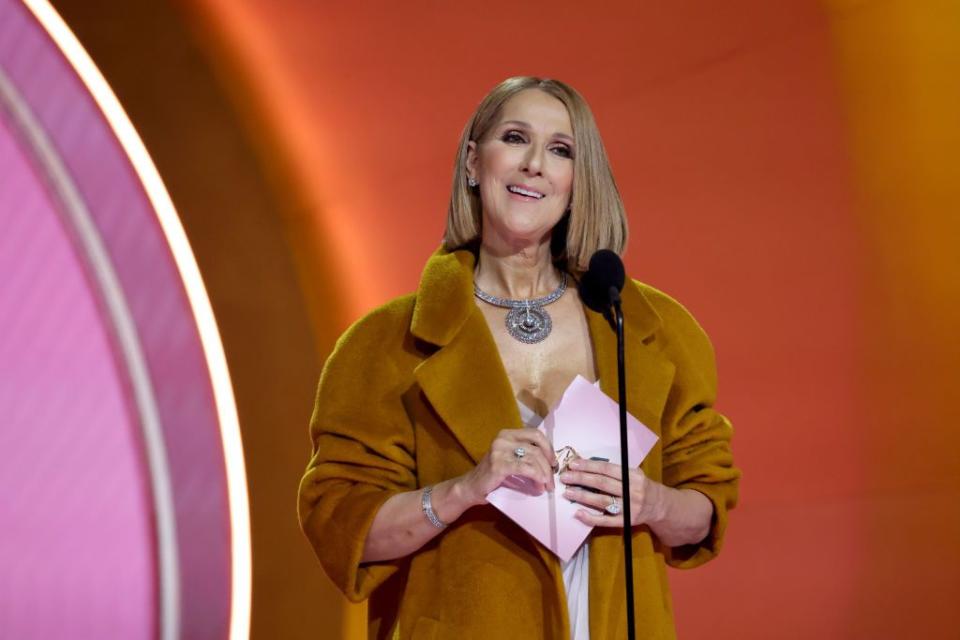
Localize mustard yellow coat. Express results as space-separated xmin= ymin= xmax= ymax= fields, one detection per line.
xmin=298 ymin=248 xmax=740 ymax=640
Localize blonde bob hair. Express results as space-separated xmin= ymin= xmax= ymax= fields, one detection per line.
xmin=444 ymin=76 xmax=628 ymax=272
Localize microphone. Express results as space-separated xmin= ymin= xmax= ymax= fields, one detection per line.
xmin=578 ymin=249 xmax=625 ymax=312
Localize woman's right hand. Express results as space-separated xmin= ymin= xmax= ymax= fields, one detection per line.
xmin=455 ymin=428 xmax=557 ymax=507
xmin=361 ymin=429 xmax=557 ymax=562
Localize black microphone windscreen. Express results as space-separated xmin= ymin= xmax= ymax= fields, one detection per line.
xmin=578 ymin=249 xmax=626 ymax=312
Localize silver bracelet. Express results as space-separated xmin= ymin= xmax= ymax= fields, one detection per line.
xmin=420 ymin=485 xmax=447 ymax=529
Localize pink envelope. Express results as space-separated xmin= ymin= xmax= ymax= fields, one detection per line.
xmin=486 ymin=375 xmax=659 ymax=562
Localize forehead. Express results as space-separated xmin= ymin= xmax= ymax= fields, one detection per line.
xmin=497 ymin=89 xmax=573 ymax=137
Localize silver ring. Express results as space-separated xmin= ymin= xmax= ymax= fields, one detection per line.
xmin=513 ymin=446 xmax=526 ymax=460
xmin=605 ymin=497 xmax=622 ymax=516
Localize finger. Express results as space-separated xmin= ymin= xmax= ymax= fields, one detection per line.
xmin=494 ymin=429 xmax=554 ymax=459
xmin=562 ymin=485 xmax=614 ymax=511
xmin=568 ymin=458 xmax=622 ymax=479
xmin=516 ymin=448 xmax=555 ymax=490
xmin=559 ymin=469 xmax=622 ymax=496
xmin=573 ymin=508 xmax=625 ymax=528
xmin=511 ymin=430 xmax=557 ymax=466
xmin=500 ymin=448 xmax=554 ymax=490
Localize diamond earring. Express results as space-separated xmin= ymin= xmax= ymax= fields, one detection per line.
xmin=468 ymin=177 xmax=478 ymax=188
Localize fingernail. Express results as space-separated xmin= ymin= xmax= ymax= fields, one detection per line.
xmin=563 ymin=489 xmax=575 ymax=498
xmin=559 ymin=472 xmax=572 ymax=482
xmin=569 ymin=460 xmax=581 ymax=469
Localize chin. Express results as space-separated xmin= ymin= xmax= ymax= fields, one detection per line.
xmin=485 ymin=208 xmax=564 ymax=246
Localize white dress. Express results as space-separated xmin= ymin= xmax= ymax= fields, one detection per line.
xmin=518 ymin=401 xmax=591 ymax=640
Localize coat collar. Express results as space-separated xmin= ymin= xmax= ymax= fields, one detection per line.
xmin=410 ymin=248 xmax=477 ymax=346
xmin=411 ymin=246 xmax=665 ymax=345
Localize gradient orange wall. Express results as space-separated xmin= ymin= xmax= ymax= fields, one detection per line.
xmin=183 ymin=0 xmax=960 ymax=637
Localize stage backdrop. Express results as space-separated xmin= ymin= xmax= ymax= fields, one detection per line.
xmin=42 ymin=0 xmax=960 ymax=638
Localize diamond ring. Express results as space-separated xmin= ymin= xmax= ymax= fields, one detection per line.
xmin=514 ymin=447 xmax=526 ymax=461
xmin=605 ymin=497 xmax=622 ymax=516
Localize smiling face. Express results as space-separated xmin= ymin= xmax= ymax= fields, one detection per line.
xmin=466 ymin=89 xmax=575 ymax=251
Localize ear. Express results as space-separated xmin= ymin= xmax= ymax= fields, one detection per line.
xmin=465 ymin=140 xmax=479 ymax=181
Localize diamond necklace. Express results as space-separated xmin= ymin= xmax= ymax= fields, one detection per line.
xmin=474 ymin=273 xmax=567 ymax=344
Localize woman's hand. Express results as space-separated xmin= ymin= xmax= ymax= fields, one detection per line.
xmin=455 ymin=428 xmax=557 ymax=507
xmin=558 ymin=458 xmax=714 ymax=546
xmin=559 ymin=458 xmax=664 ymax=528
xmin=363 ymin=428 xmax=557 ymax=563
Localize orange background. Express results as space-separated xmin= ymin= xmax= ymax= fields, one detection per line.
xmin=54 ymin=0 xmax=959 ymax=637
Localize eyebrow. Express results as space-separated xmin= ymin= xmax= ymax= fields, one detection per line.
xmin=500 ymin=120 xmax=574 ymax=144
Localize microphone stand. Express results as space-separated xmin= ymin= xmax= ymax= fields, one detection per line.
xmin=611 ymin=291 xmax=636 ymax=640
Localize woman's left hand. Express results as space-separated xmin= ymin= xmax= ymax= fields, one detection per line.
xmin=559 ymin=458 xmax=665 ymax=528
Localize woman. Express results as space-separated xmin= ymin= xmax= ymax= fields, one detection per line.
xmin=298 ymin=76 xmax=740 ymax=639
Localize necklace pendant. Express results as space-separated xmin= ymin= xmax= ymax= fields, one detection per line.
xmin=505 ymin=305 xmax=552 ymax=344
xmin=474 ymin=273 xmax=566 ymax=345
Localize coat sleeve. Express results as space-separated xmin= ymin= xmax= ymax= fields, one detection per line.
xmin=646 ymin=288 xmax=741 ymax=569
xmin=297 ymin=301 xmax=418 ymax=602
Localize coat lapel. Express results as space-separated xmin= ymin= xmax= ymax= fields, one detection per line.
xmin=586 ymin=281 xmax=676 ymax=434
xmin=411 ymin=249 xmax=521 ymax=465
xmin=413 ymin=311 xmax=522 ymax=464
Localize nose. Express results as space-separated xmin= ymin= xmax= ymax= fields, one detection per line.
xmin=521 ymin=144 xmax=544 ymax=176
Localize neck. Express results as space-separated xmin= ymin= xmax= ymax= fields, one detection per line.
xmin=474 ymin=235 xmax=561 ymax=299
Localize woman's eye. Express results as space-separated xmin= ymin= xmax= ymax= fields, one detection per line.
xmin=502 ymin=131 xmax=526 ymax=144
xmin=551 ymin=145 xmax=573 ymax=159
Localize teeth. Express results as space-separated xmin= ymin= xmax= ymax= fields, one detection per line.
xmin=508 ymin=185 xmax=544 ymax=199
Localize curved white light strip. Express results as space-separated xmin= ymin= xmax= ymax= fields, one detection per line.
xmin=0 ymin=64 xmax=182 ymax=640
xmin=21 ymin=3 xmax=253 ymax=640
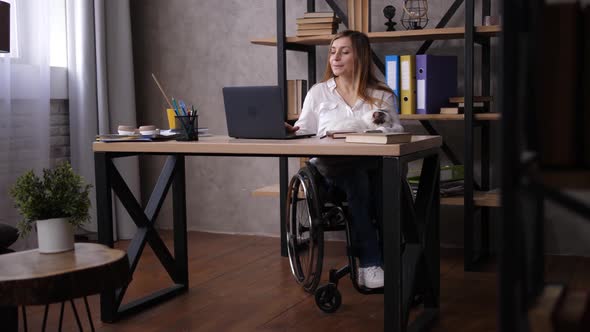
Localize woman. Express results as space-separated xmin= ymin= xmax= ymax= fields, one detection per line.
xmin=287 ymin=30 xmax=404 ymax=289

### Problem to solve
Copy out the records exactly; the pictures stay behind.

### Expected output
Localize mustard yellow coat. Express results as space-separated xmin= ymin= xmax= ymax= fields, one detection per line.
xmin=298 ymin=248 xmax=740 ymax=640
Localize blonde bob hair. Express results as space-separated xmin= ymin= xmax= ymax= fields, one detection per line.
xmin=444 ymin=76 xmax=628 ymax=272
Localize microphone. Express results as space-separated xmin= ymin= xmax= ymax= fields, one detection per line.
xmin=578 ymin=249 xmax=625 ymax=312
Localize woman's right hand. Express results as space-separated xmin= ymin= xmax= ymax= fields, one detection per line.
xmin=455 ymin=428 xmax=557 ymax=507
xmin=361 ymin=429 xmax=557 ymax=562
Localize black microphone windscreen. Express results as space-separated xmin= ymin= xmax= ymax= fields, one detection per line.
xmin=578 ymin=249 xmax=626 ymax=312
Localize silver bracelet. Express results as space-separated xmin= ymin= xmax= ymax= fields, one detection per line.
xmin=420 ymin=485 xmax=447 ymax=529
Localize pink envelope. Express results as space-separated xmin= ymin= xmax= ymax= fields, one detection per line.
xmin=486 ymin=375 xmax=659 ymax=562
Localize forehead. Express results as space-separated xmin= ymin= xmax= ymax= fields, one detection per line.
xmin=497 ymin=89 xmax=573 ymax=137
Localize silver ring. Express results as space-separated xmin= ymin= xmax= ymax= fields, one detection per line.
xmin=513 ymin=446 xmax=526 ymax=460
xmin=605 ymin=497 xmax=622 ymax=516
Localize finger. Express results as space-separated xmin= ymin= xmax= ymax= fields, one detection per line.
xmin=494 ymin=429 xmax=554 ymax=459
xmin=562 ymin=485 xmax=614 ymax=511
xmin=568 ymin=458 xmax=622 ymax=479
xmin=516 ymin=448 xmax=555 ymax=490
xmin=559 ymin=469 xmax=622 ymax=496
xmin=573 ymin=508 xmax=625 ymax=528
xmin=511 ymin=430 xmax=557 ymax=466
xmin=500 ymin=448 xmax=554 ymax=490
Localize diamond earring. Express results as space-separated xmin= ymin= xmax= ymax= fields, one detection per line.
xmin=468 ymin=177 xmax=478 ymax=188
Localize fingernail. Express results as space-separated xmin= ymin= xmax= ymax= fields, one detection per line.
xmin=563 ymin=489 xmax=575 ymax=498
xmin=559 ymin=472 xmax=572 ymax=482
xmin=569 ymin=460 xmax=581 ymax=469
Localize chin. Express results as space-separated xmin= ymin= xmax= ymax= fields, one detection per line.
xmin=485 ymin=208 xmax=564 ymax=246
Localize white dress. Express results as space-separated xmin= ymin= xmax= ymax= fields, one detection per line.
xmin=518 ymin=401 xmax=591 ymax=640
Localize coat collar. Express results as space-separated xmin= ymin= xmax= ymax= fields, one detection per line.
xmin=410 ymin=248 xmax=477 ymax=346
xmin=411 ymin=246 xmax=665 ymax=345
Localize gradient orange wall. Express results as space-separated xmin= ymin= xmax= ymax= fields, one detection per line.
xmin=183 ymin=0 xmax=960 ymax=637
Localize stage backdrop. Express results as space-separated xmin= ymin= xmax= ymax= fields, one detection per line.
xmin=42 ymin=0 xmax=960 ymax=638
Localize diamond ring. Express results as space-separated xmin= ymin= xmax= ymax= fields, one detection per line.
xmin=514 ymin=447 xmax=526 ymax=461
xmin=605 ymin=497 xmax=622 ymax=516
Localize smiling face. Express results as space-separated xmin= ymin= xmax= ymax= fields, one detection per line.
xmin=466 ymin=89 xmax=575 ymax=251
Localize ear. Express results as space-separated xmin= ymin= xmax= ymax= fields, one detection per line.
xmin=465 ymin=140 xmax=479 ymax=181
Localize diamond necklace. Express results as space-separated xmin= ymin= xmax= ymax= fields, one detection per line.
xmin=474 ymin=273 xmax=567 ymax=344
Localize woman's hand. Express results as space-separated xmin= ymin= xmax= ymax= fields, one detection per line.
xmin=455 ymin=428 xmax=557 ymax=507
xmin=558 ymin=458 xmax=714 ymax=546
xmin=559 ymin=458 xmax=664 ymax=528
xmin=363 ymin=428 xmax=557 ymax=563
Localize orange background. Express results as space-separated xmin= ymin= xmax= ymax= fields, one detection per line.
xmin=54 ymin=0 xmax=959 ymax=637
Localize eyebrow. Express results as space-separated xmin= ymin= xmax= ymax= fields, one detection per line.
xmin=500 ymin=120 xmax=574 ymax=144
Localize microphone stand. Express results as space-separated xmin= ymin= xmax= ymax= fields, one detection per line.
xmin=611 ymin=291 xmax=636 ymax=640
Localize woman's left hand. Express results as space-separated xmin= ymin= xmax= ymax= fields, one detection per line.
xmin=559 ymin=458 xmax=665 ymax=528
Localize woman. Express results as space-separated xmin= ymin= xmax= ymax= fields, one detection per line.
xmin=298 ymin=76 xmax=740 ymax=639
Localize necklace pendant. Express results as space-separated xmin= ymin= xmax= ymax= fields, one detection per line.
xmin=505 ymin=305 xmax=552 ymax=344
xmin=474 ymin=273 xmax=566 ymax=345
Localize coat sleeve. Express results as space-separated xmin= ymin= xmax= ymax= fields, one detection per line.
xmin=646 ymin=288 xmax=741 ymax=569
xmin=297 ymin=301 xmax=418 ymax=602
Localize coat lapel. Express results as space-separated xmin= ymin= xmax= ymax= fields, one detection per line.
xmin=586 ymin=281 xmax=676 ymax=434
xmin=411 ymin=249 xmax=521 ymax=465
xmin=413 ymin=311 xmax=522 ymax=464
Localize nose. Express results as space-separated xmin= ymin= xmax= ymax= fields, one detection per line.
xmin=521 ymin=144 xmax=544 ymax=176
Localize neck. Express results as space-separated xmin= ymin= xmax= ymax= fields, one detection per line.
xmin=474 ymin=235 xmax=561 ymax=299
Localize woman's eye. Express results as space-separated xmin= ymin= xmax= ymax= fields, one detection per line.
xmin=502 ymin=131 xmax=526 ymax=144
xmin=551 ymin=145 xmax=573 ymax=159
Localize teeth. Express results as space-separated xmin= ymin= xmax= ymax= fields, one detection per line.
xmin=508 ymin=185 xmax=544 ymax=199
Localize curved white light strip. Express results as space-separated xmin= ymin= xmax= ymax= fields, one detection per line.
xmin=0 ymin=64 xmax=182 ymax=640
xmin=21 ymin=3 xmax=253 ymax=640
Localize woman. Express results as space-separated xmin= ymin= xmax= ymax= fields, one detection per line.
xmin=287 ymin=30 xmax=404 ymax=289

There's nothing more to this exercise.